• [Rumusan Soal A]
Berdasarkan teks tentang perempuan di Kelurahan Palette, jelaskan alasan Tija memakai arang untuk kompor tanah liatnya.
• [Rumusan Soal B]
Salin bagian teks tentang perempuan di Kelurahan Palette dari "Saya memulai perkenalan" sampai "batu di Papua.".

Saya memulai perkenalan dengan Tija (69 tahun). Sore itu, Tija sedang membakar ampas padi yang dimasukkan dalam lubang sedalam satu meter, di dalam lubang itu juga dimasukkan potongan-potongan kayu, lalu diatas lubang tersebut dihamburkan ampas padi, kemudian lubang ditutup kembali dengan tanah. Di atas tanah itu, kayu bakar dinyalakan pelan. Ini seperti cara memasak bakar batu di Papua.

Setiap pekan ada yang datang dari kota Bone untuk membeli arang-arang buatan perempuan senja di Palette. Harga per karung Rp25.000. Menurut Tija, ia memakai arang untuk kompor tanah liatnya, lantaran arang tak membuat pancinya hitam, ia juga mengatakan kalau pakai arang lebih hemat dibading dengan kompor minyak tanah atau gas. Untuk warga desa seperti Tija, mereka hanya mencari alternatif bahan bakar yang hemat, tetapi saya berpikir jika terus-terusan begitu, maka hutan akan mudah gundul karena pohon-pohon kayu ditebang untuk membuat arang.

Cerita Seha, Perempuan Pemecah Batu
Senja hampir turun di kaki langit, saya bersama beberapa kawan bermaksud kembali ke kota, di perjalanan pulang itu saya bertemu dengan Seha (35 tahun).

Rambutnya kaku, berwarna kemerahan, wajahnya dipenuhi bedak tepung beras, kuku kaki dan tangannya hitam. Ia adalah satu-satunya perempuan pemecah batu di kelurahan Palette. Sudah 10 tahun ia melakoni pekerjaan tersebut. Semenjak suaminya meninggal 10 tahun lalu, semenjak itu pula ia akrab dengan batu-batu di Bola Batue – Kelurahan Palette. Dalam sepuluh hari memecahkan batu, Seha menghasilkan 3 kubik batu yang dijual seharga 230 ribu. Seha memecahkan batu dari jam delapan pagi sampai jam lima sore.

[Entri pelabelan posisi objek]
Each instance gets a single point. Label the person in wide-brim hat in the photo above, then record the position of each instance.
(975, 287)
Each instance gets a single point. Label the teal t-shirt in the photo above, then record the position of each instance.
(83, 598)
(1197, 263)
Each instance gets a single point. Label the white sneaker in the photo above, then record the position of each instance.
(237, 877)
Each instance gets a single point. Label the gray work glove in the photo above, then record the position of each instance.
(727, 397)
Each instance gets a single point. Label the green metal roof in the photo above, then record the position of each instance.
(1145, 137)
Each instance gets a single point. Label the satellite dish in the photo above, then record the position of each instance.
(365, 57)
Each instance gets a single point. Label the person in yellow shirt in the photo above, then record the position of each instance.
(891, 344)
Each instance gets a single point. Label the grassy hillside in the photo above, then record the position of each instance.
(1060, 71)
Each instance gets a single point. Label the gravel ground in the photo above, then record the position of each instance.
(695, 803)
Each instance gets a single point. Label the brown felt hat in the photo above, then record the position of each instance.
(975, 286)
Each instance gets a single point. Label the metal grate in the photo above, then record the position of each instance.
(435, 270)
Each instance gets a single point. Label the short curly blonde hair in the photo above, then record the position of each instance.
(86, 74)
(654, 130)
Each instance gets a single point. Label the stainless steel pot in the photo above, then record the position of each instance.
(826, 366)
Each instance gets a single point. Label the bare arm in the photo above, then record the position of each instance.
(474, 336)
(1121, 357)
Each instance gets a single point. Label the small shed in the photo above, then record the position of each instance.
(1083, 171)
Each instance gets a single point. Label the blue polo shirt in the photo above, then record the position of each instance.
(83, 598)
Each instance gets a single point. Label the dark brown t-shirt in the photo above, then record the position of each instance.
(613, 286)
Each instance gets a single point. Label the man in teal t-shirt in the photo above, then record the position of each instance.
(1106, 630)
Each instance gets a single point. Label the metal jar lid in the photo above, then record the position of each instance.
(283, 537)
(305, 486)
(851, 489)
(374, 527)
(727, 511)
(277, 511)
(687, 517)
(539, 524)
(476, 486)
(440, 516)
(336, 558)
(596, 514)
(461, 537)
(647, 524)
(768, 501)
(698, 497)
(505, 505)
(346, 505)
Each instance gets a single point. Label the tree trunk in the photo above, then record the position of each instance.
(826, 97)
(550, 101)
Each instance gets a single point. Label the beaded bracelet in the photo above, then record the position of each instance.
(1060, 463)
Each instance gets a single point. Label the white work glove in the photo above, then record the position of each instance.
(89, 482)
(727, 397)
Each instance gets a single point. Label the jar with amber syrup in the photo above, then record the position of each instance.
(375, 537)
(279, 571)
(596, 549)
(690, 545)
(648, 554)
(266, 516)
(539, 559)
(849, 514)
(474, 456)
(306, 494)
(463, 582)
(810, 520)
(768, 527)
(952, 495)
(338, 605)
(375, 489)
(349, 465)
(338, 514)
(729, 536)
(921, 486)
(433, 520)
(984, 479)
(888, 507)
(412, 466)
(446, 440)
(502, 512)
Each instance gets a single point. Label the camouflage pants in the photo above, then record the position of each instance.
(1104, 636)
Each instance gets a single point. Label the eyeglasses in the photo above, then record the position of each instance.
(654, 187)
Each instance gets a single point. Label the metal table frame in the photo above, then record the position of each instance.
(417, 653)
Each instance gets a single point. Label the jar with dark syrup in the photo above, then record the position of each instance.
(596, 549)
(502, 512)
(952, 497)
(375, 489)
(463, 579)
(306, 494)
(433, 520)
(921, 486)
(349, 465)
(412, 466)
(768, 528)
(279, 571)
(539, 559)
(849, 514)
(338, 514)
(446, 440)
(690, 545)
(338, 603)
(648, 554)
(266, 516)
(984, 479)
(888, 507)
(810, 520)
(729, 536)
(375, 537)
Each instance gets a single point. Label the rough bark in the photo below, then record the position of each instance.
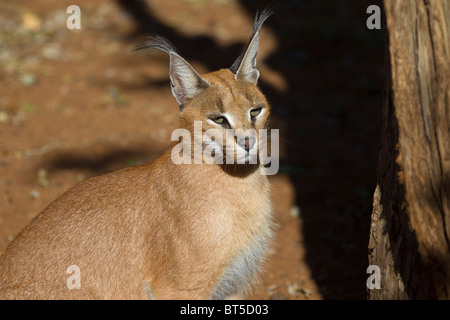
(410, 228)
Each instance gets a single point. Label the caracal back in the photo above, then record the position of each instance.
(162, 230)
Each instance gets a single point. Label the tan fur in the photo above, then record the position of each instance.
(159, 230)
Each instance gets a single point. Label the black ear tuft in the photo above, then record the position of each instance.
(260, 18)
(157, 42)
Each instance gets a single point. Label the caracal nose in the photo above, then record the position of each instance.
(246, 143)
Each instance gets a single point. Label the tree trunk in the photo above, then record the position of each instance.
(410, 227)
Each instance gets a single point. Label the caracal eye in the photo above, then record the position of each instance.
(218, 120)
(255, 112)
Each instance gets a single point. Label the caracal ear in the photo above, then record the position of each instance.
(244, 67)
(186, 83)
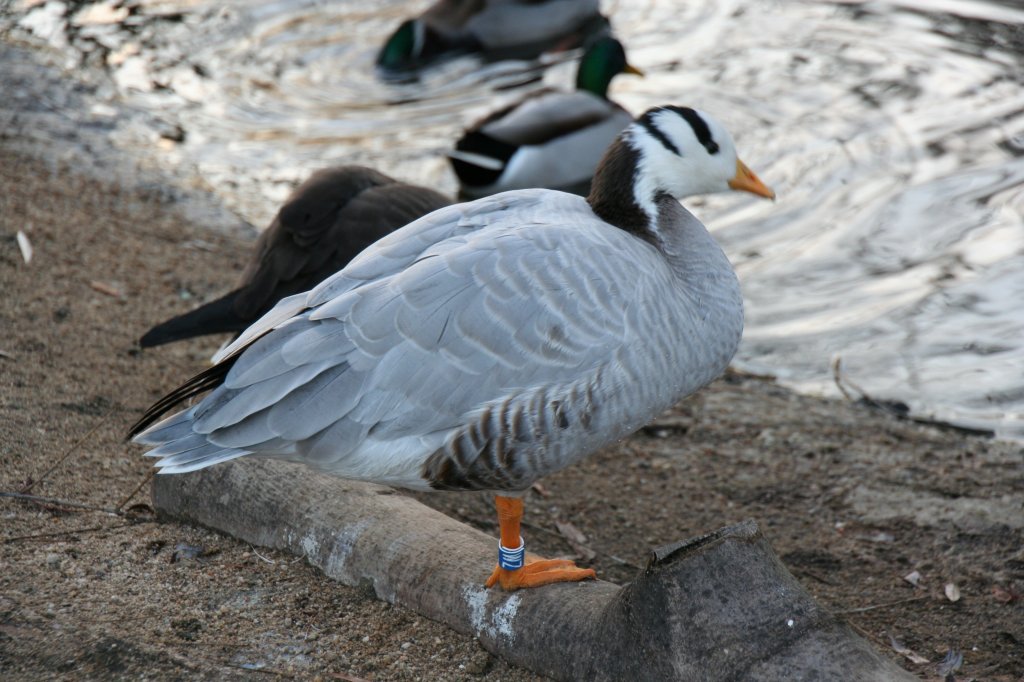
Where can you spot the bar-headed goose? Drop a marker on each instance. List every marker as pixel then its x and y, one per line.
pixel 330 218
pixel 489 343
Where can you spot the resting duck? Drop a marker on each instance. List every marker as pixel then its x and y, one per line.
pixel 491 343
pixel 550 139
pixel 495 29
pixel 330 218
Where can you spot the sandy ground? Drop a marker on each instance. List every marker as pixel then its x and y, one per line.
pixel 853 500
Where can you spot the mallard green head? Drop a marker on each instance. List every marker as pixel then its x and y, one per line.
pixel 602 61
pixel 403 47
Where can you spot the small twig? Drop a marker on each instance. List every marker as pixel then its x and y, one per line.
pixel 268 671
pixel 72 531
pixel 137 488
pixel 864 609
pixel 897 410
pixel 837 367
pixel 53 502
pixel 346 677
pixel 64 457
pixel 108 289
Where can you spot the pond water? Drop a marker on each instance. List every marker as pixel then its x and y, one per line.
pixel 893 133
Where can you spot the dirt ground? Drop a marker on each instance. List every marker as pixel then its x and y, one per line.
pixel 911 533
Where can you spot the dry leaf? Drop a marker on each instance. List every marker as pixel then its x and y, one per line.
pixel 952 592
pixel 26 246
pixel 910 655
pixel 1005 595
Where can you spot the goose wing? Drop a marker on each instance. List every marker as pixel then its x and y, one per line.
pixel 473 328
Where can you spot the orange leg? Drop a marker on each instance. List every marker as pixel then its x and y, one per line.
pixel 535 571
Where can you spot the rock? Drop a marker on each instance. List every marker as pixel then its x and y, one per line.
pixel 48 23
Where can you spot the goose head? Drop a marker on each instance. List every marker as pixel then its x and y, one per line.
pixel 601 62
pixel 669 151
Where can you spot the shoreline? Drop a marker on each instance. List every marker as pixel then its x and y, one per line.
pixel 853 501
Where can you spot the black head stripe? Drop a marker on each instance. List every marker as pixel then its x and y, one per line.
pixel 647 121
pixel 699 127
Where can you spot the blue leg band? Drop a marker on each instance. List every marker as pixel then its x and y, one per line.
pixel 511 559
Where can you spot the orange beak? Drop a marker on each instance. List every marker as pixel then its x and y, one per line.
pixel 747 180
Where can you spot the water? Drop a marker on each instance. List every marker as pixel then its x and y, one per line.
pixel 892 131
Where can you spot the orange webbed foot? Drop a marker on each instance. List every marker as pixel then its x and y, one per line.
pixel 537 572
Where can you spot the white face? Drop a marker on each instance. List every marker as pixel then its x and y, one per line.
pixel 682 154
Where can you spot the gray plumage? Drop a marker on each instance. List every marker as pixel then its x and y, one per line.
pixel 484 345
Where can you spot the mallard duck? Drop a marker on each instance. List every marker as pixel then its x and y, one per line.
pixel 489 343
pixel 495 29
pixel 550 139
pixel 324 223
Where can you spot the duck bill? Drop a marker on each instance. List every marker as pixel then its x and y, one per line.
pixel 747 180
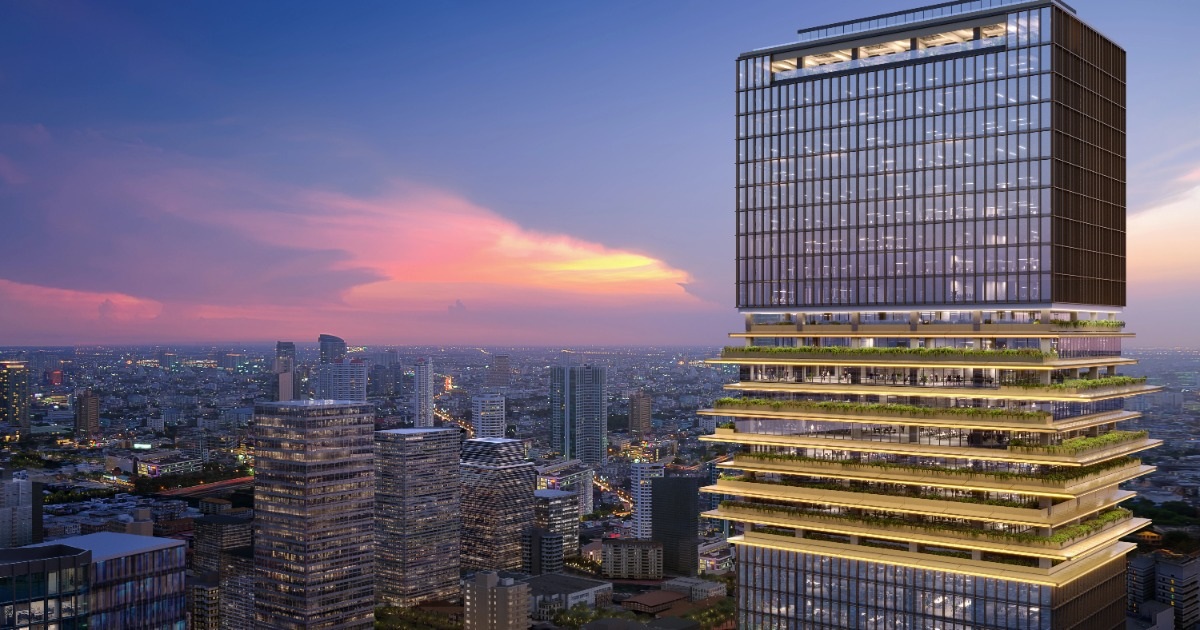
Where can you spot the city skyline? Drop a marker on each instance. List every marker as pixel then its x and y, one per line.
pixel 221 186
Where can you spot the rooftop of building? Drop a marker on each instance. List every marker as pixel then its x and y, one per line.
pixel 562 583
pixel 107 545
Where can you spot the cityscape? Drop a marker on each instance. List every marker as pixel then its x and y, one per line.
pixel 931 376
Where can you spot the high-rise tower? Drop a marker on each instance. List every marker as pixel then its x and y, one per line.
pixel 315 515
pixel 418 523
pixel 930 259
pixel 579 406
pixel 497 502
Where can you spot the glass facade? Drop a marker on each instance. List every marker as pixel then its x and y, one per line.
pixel 924 175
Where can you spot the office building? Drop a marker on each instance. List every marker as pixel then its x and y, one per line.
pixel 558 511
pixel 342 381
pixel 423 393
pixel 675 517
pixel 640 414
pixel 15 396
pixel 930 264
pixel 579 407
pixel 135 582
pixel 571 475
pixel 331 348
pixel 487 415
pixel 315 515
pixel 87 415
pixel 21 513
pixel 499 372
pixel 640 477
pixel 40 585
pixel 495 601
pixel 541 551
pixel 497 502
pixel 418 522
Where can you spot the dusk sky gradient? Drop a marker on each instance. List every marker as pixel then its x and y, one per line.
pixel 459 173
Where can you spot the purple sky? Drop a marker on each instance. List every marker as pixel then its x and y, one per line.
pixel 442 172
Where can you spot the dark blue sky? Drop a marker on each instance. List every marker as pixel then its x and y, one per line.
pixel 145 147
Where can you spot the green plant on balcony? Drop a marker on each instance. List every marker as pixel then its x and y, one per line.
pixel 876 407
pixel 1078 445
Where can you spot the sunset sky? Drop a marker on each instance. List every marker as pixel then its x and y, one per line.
pixel 475 173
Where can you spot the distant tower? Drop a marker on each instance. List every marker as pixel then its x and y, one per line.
pixel 487 415
pixel 579 406
pixel 418 523
pixel 331 348
pixel 558 511
pixel 640 413
pixel 497 502
pixel 87 415
pixel 640 477
pixel 286 383
pixel 499 373
pixel 315 515
pixel 423 401
pixel 15 395
pixel 342 381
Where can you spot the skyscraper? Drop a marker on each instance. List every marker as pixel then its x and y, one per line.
pixel 342 381
pixel 499 372
pixel 315 515
pixel 579 407
pixel 418 522
pixel 930 261
pixel 497 502
pixel 423 397
pixel 640 477
pixel 487 415
pixel 87 415
pixel 640 414
pixel 15 395
pixel 331 348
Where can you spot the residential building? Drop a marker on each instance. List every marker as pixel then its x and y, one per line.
pixel 930 264
pixel 497 502
pixel 87 412
pixel 675 519
pixel 640 414
pixel 315 515
pixel 492 601
pixel 579 407
pixel 557 510
pixel 424 393
pixel 487 414
pixel 571 475
pixel 418 523
pixel 640 477
pixel 15 396
pixel 135 582
pixel 342 381
pixel 53 586
pixel 631 559
pixel 331 348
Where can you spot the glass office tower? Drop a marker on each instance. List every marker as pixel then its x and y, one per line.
pixel 930 261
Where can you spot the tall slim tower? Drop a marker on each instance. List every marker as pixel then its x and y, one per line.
pixel 87 408
pixel 15 395
pixel 315 515
pixel 331 348
pixel 579 406
pixel 423 399
pixel 487 415
pixel 497 502
pixel 418 522
pixel 641 474
pixel 930 259
pixel 640 413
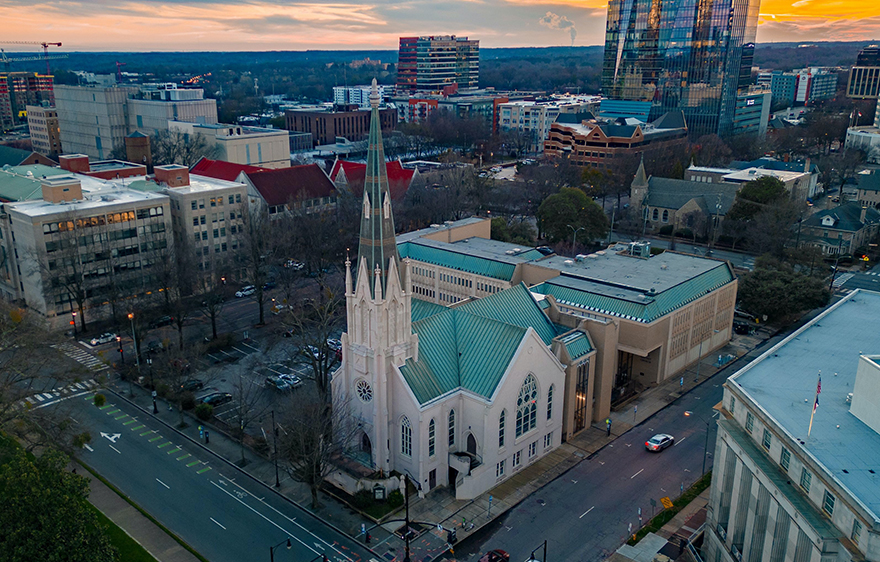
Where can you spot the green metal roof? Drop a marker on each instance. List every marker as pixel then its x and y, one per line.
pixel 423 309
pixel 459 261
pixel 16 185
pixel 453 343
pixel 577 344
pixel 593 296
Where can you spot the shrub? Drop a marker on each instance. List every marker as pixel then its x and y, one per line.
pixel 204 411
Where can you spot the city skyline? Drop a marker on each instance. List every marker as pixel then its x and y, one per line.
pixel 265 25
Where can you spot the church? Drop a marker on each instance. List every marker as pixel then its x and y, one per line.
pixel 460 397
pixel 467 358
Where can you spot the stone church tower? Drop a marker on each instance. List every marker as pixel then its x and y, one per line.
pixel 378 307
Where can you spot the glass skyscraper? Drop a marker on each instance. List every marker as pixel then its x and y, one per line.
pixel 692 55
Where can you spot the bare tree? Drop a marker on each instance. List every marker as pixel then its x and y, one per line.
pixel 313 435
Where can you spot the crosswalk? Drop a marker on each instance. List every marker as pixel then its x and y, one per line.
pixel 82 356
pixel 41 399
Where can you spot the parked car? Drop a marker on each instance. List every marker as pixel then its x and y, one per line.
pixel 162 321
pixel 659 442
pixel 246 291
pixel 191 385
pixel 217 399
pixel 277 383
pixel 496 555
pixel 106 337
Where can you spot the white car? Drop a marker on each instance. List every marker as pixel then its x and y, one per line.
pixel 246 291
pixel 103 338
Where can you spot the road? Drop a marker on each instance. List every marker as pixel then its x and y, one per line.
pixel 585 514
pixel 222 513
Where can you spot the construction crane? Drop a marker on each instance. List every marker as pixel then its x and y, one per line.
pixel 119 66
pixel 6 60
pixel 44 44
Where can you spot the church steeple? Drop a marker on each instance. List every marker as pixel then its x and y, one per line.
pixel 377 244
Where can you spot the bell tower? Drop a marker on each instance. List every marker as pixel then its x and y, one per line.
pixel 378 296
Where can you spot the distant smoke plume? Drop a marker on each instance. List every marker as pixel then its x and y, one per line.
pixel 555 21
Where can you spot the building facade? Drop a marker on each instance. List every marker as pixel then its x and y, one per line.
pixel 681 56
pixel 441 62
pixel 790 479
pixel 253 146
pixel 43 126
pixel 325 125
pixel 19 90
pixel 597 143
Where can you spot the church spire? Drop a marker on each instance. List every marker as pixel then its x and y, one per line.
pixel 377 243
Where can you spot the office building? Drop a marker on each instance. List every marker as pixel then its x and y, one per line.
pixel 327 123
pixel 43 127
pixel 598 143
pixel 443 63
pixel 155 105
pixel 795 465
pixel 752 112
pixel 864 77
pixel 800 87
pixel 357 95
pixel 254 146
pixel 19 90
pixel 95 120
pixel 681 57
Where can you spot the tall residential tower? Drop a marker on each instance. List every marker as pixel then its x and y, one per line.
pixel 693 55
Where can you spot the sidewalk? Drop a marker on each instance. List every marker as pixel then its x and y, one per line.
pixel 150 536
pixel 440 506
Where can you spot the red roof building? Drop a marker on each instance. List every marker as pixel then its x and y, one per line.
pixel 349 176
pixel 218 169
pixel 298 187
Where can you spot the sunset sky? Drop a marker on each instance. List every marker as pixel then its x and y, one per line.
pixel 262 25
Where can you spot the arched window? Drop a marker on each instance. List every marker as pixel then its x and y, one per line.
pixel 527 406
pixel 405 437
pixel 501 420
pixel 452 428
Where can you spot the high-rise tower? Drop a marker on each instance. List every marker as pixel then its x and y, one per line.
pixel 692 55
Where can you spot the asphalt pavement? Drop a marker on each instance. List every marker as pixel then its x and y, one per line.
pixel 588 512
pixel 224 514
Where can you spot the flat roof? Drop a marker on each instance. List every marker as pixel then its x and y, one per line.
pixel 783 383
pixel 609 267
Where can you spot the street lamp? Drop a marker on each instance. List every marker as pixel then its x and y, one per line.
pixel 688 414
pixel 152 385
pixel 137 355
pixel 272 548
pixel 574 237
pixel 543 558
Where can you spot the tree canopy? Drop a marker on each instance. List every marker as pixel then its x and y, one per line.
pixel 44 511
pixel 570 210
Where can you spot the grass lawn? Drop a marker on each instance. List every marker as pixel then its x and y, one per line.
pixel 129 549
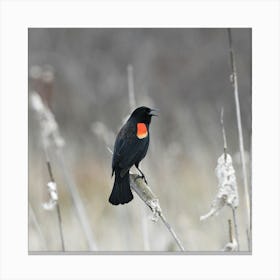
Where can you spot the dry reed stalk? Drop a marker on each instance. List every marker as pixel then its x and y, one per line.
pixel 234 82
pixel 38 227
pixel 146 194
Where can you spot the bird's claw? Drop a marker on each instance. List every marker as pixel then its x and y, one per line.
pixel 143 178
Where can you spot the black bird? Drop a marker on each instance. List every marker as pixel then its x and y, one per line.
pixel 130 148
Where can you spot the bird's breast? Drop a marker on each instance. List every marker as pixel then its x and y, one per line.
pixel 142 131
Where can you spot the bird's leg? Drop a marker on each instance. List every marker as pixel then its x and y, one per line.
pixel 142 175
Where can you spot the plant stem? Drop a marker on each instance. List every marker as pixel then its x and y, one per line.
pixel 146 194
pixel 38 227
pixel 80 210
pixel 240 133
pixel 57 203
pixel 235 228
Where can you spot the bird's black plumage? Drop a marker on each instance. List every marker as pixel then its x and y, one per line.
pixel 130 148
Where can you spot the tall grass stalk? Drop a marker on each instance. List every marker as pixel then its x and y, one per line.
pixel 38 227
pixel 146 194
pixel 77 201
pixel 225 153
pixel 57 202
pixel 51 138
pixel 234 81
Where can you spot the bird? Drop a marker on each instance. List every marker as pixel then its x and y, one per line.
pixel 131 146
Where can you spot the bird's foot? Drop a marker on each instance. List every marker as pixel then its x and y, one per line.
pixel 143 178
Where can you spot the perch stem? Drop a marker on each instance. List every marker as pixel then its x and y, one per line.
pixel 146 194
pixel 57 203
pixel 235 228
pixel 240 133
pixel 38 227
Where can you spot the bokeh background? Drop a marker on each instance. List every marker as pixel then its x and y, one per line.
pixel 82 75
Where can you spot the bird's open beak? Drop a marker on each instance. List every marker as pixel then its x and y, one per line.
pixel 154 112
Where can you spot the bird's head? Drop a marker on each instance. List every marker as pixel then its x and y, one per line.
pixel 143 114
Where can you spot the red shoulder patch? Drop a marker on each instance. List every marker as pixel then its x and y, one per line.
pixel 142 130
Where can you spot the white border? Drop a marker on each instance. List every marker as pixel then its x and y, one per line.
pixel 17 16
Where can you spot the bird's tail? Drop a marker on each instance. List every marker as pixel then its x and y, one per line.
pixel 121 192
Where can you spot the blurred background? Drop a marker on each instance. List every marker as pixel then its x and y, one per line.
pixel 82 75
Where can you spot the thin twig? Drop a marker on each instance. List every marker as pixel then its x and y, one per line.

• [Penyelesaian Soal A]
Tija memakai arang karena arang tidak membuat pancinya hitam. Selain itu, menurutnya arang lebih hemat dibandingkan kompor minyak tanah atau gas.

• [Penyelesaian Soal B]
Saya memulai perkenalan dengan Tija (69 tahun). Sore itu, Tija sedang membakar ampas padi yang dimasukkan dalam lubang sedalam satu meter, di dalam lubang itu juga dimasukkan potongan-potongan kayu, lalu diatas lubang tersebut dihamburkan ampas padi, kemudian lubang ditutup kembali dengan tanah. Di atas tanah itu, kayu bakar dinyalakan pelan. Ini seperti cara memasak bakar batu di Papua.